→ Veriler
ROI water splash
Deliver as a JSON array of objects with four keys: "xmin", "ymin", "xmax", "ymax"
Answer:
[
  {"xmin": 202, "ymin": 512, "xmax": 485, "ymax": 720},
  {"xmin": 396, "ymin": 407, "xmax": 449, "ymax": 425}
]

→ Yazılı Problem
Verileri "four keys" yerine "4 keys" gelecek şekilde düzenleyip yeniden yazar mısın? Başka hiçbir şey değişmesin.

→ Alıştırma Çözümü
ROI water splash
Deliver as a JSON array of objects with 4 keys: "xmin", "ymin", "xmax", "ymax"
Answer:
[
  {"xmin": 202, "ymin": 512, "xmax": 485, "ymax": 720},
  {"xmin": 396, "ymin": 407, "xmax": 449, "ymax": 425}
]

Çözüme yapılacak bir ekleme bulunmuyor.